[Exercise brief]:
Reproduce all of the lines below in full. Change only the point coordinates: multiply each one by 2.1 and round to the nearest whole number, with halves rounded up.

......

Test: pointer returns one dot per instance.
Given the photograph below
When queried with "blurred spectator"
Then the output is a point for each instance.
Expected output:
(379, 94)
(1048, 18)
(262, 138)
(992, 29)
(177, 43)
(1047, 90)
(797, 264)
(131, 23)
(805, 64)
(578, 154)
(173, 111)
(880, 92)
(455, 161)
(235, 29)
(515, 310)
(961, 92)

......

[Problem solution]:
Test: pointer returns one dot per instance.
Given the photograph below
When queried with "blurred spectator"
Then the output is a point for each instance.
Expected output:
(796, 197)
(2201, 38)
(550, 290)
(2083, 61)
(372, 90)
(2199, 189)
(1674, 554)
(275, 48)
(1691, 134)
(1214, 323)
(363, 233)
(1848, 193)
(956, 338)
(494, 61)
(1082, 651)
(2018, 193)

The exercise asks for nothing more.